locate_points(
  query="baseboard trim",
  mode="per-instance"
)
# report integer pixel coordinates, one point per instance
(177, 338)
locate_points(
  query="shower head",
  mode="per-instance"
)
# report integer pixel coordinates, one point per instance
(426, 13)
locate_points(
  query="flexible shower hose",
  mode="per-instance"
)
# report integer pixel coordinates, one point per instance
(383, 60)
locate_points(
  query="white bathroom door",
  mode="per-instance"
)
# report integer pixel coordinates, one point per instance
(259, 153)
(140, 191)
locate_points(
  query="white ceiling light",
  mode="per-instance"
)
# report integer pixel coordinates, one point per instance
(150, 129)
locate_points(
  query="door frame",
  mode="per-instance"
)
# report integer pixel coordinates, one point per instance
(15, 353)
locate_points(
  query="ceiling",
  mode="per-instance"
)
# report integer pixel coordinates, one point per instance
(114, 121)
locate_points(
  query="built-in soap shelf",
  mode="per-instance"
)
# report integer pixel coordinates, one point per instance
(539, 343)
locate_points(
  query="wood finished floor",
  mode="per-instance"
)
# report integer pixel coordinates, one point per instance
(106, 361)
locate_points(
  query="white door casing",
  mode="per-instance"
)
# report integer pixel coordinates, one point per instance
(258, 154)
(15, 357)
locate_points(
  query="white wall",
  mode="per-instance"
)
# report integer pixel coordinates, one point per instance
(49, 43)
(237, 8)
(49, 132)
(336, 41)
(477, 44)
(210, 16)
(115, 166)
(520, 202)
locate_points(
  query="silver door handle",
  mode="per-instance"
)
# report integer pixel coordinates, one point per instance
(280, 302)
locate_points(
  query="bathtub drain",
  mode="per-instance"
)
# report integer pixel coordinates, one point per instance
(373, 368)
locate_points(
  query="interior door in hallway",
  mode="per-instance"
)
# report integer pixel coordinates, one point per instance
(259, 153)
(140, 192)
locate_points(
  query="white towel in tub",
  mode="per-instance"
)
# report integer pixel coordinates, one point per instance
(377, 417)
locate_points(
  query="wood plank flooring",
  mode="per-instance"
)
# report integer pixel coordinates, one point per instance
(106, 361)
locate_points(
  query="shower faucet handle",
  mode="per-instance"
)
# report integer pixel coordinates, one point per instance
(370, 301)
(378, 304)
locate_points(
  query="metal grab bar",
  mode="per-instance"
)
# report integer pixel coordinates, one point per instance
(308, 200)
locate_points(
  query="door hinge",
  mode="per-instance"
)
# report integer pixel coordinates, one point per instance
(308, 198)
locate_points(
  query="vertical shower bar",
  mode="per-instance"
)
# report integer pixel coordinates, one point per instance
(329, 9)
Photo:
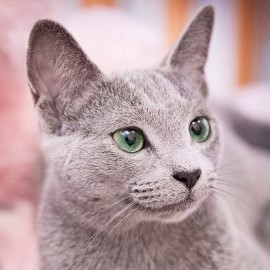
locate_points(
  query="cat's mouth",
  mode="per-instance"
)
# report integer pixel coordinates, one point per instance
(165, 210)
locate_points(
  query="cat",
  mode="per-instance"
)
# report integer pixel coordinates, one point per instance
(132, 161)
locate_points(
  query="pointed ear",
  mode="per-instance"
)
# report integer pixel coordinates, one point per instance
(60, 75)
(190, 52)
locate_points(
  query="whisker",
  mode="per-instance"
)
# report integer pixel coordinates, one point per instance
(115, 227)
(92, 239)
(100, 212)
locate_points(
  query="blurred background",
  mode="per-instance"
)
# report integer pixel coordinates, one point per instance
(118, 35)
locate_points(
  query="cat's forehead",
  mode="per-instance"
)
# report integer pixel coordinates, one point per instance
(151, 98)
(161, 88)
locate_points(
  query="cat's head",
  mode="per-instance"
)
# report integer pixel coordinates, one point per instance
(144, 142)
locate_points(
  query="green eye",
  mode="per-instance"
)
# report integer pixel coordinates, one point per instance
(129, 140)
(199, 129)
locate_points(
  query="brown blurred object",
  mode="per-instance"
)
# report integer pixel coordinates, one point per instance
(87, 3)
(177, 16)
(247, 16)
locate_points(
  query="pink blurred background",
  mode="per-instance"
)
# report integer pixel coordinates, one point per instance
(117, 35)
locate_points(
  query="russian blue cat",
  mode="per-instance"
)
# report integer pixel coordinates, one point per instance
(132, 161)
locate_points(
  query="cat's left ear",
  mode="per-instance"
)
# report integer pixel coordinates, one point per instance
(190, 52)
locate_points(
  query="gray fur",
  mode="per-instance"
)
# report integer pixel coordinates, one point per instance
(103, 208)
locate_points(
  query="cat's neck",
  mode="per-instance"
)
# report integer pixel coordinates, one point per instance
(146, 244)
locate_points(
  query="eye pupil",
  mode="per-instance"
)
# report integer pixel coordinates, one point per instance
(130, 137)
(129, 140)
(199, 130)
(196, 127)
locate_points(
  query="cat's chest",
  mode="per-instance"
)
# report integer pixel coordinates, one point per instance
(161, 253)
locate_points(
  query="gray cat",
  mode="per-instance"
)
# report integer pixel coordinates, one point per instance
(131, 181)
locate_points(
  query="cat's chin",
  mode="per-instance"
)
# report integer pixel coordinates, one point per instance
(170, 213)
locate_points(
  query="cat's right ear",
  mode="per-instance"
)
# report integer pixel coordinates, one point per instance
(190, 52)
(60, 74)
###
[THE PROBLEM] Each entry above is to be written out again unchanged, apart from the pictures, which are left out.

[WRITTEN ANSWER]
locate_points(
  query="baseboard trim",
  mode="per-instance"
)
# report integer pixel coordinates, one point per instance
(177, 338)
locate_points(
  query="shower head",
  mode="per-instance"
)
# report integer pixel coordinates, one point per instance
(426, 13)
locate_points(
  query="flexible shower hose",
  mode="per-instance"
)
# report integer pixel coordinates, one point per instance
(383, 60)
locate_points(
  query="white bathroom door",
  mode="per-instance"
)
# report integer pixel coordinates, one point per instance
(259, 153)
(140, 191)
locate_points(
  query="white ceiling light",
  mode="per-instance"
)
# report integer pixel coordinates, one point per instance
(150, 129)
locate_points(
  query="door frame",
  mode="per-instance"
)
# report integer pixel coordinates, one point per instance
(15, 353)
locate_points(
  query="ceiling",
  mode="per-instance"
)
# report integer pixel coordinates, one point per instance
(114, 121)
locate_points(
  query="built-in soap shelf",
  mode="per-instance"
)
# report integer pixel coordinates, one point per instance
(539, 343)
locate_points(
  query="wood finished floor",
  mode="per-instance"
)
# report integer pixel coordinates, one point per instance
(106, 361)
locate_points(
  query="white door casing",
  mode="per-instance"
)
# report integer pixel coordinates, one point per instance
(258, 154)
(15, 357)
locate_points(
  query="white wall",
  mode="per-instance"
)
# report integer pixel coordinates, one point per instance
(49, 43)
(237, 8)
(49, 132)
(336, 41)
(477, 44)
(210, 16)
(115, 166)
(520, 202)
locate_points(
  query="silver door handle",
  mode="per-instance"
)
# report integer pixel coordinates, one point per instance
(280, 302)
locate_points(
  query="bathtub drain",
  mode="per-instance"
)
# report integer pixel coordinates, one point per instance
(373, 368)
locate_points(
  query="interior door in hallway",
  mode="per-instance"
)
# report integer pixel coordinates, one point per instance
(259, 153)
(140, 192)
locate_points(
  query="white towel in tub",
  mode="per-instance"
)
# report integer pixel coordinates, one point per instance
(377, 417)
locate_points(
  query="wood plank flooring",
  mode="per-instance"
)
# report integer pixel coordinates, one point per instance
(106, 361)
locate_points(
  query="shower faucet handle",
  mode="per-instance"
)
# report integer pixel coordinates, one point per instance
(370, 301)
(378, 304)
locate_points(
  query="metal grab bar",
  mode="per-instance"
)
# report integer pixel coordinates, one point per instance
(308, 200)
locate_points(
  query="door hinge",
  mode="per-instance"
)
# report integer pixel coordinates, one point per instance
(308, 198)
locate_points(
  query="vertical shower bar",
  mode="per-instance"
)
# report integer pixel coordinates, one point per instance
(329, 9)
Photo:
locate_points(
  query="cat's mouth",
  mode="per-instance"
)
# report integer pixel coordinates, one point per instance
(165, 210)
locate_points(
  query="cat",
  mode="per-instance"
)
# report integer pixel coordinates, one point per instance
(132, 161)
locate_points(
  query="pointed ear",
  mode="per-instance"
)
# report integer pixel coordinates, one point per instance
(60, 75)
(190, 52)
locate_points(
  query="whisker",
  mode="per-instance"
)
# report integer pixel coordinates, one point per instance
(115, 227)
(92, 239)
(100, 212)
locate_points(
  query="blurred background",
  mode="per-instance"
)
# report integer pixel coordinates, one point per instance
(118, 35)
locate_points(
  query="cat's forehead",
  mode="per-instance"
)
# report integer pixel coordinates, one point per instance
(151, 98)
(161, 88)
locate_points(
  query="cat's head",
  mode="per-instance"
)
# report integer pixel coordinates, one point per instance
(144, 142)
locate_points(
  query="green eye",
  mode="per-instance"
)
# report integer pixel coordinates, one point per instance
(129, 140)
(199, 129)
locate_points(
  query="brown blurred object",
  mode="per-instance"
)
# report integer pixel coordinates, one point per instance
(87, 3)
(177, 16)
(247, 16)
locate_points(
  query="pink blurred background",
  mode="per-instance"
)
# report integer pixel coordinates, one point per instance
(117, 35)
locate_points(
  query="russian blue cat",
  mode="per-instance"
)
# report integer pixel coordinates, one point per instance
(132, 161)
locate_points(
  query="cat's left ear",
  mode="per-instance"
)
# report integer pixel coordinates, one point per instance
(190, 52)
locate_points(
  query="gray fur",
  mode="per-instance"
)
# report integer pixel coordinates, one point per instance
(103, 208)
locate_points(
  query="cat's neck",
  mode="per-instance"
)
# report integer pixel coordinates, one point per instance
(146, 244)
locate_points(
  query="eye pupil",
  mode="per-instance"
)
# report integer pixel coordinates, one point per instance
(130, 137)
(129, 140)
(199, 130)
(196, 127)
locate_points(
  query="cat's chest",
  mode="per-instance"
)
# report integer pixel coordinates, one point per instance
(161, 253)
locate_points(
  query="gray cat",
  mode="per-instance"
)
# report integer pixel coordinates, one point per instance
(131, 181)
locate_points(
  query="cat's chin",
  mode="per-instance"
)
# report integer pixel coordinates, one point per instance
(170, 213)
locate_points(
  query="cat's right ear",
  mode="per-instance"
)
# report integer pixel coordinates, one point per instance
(190, 52)
(60, 74)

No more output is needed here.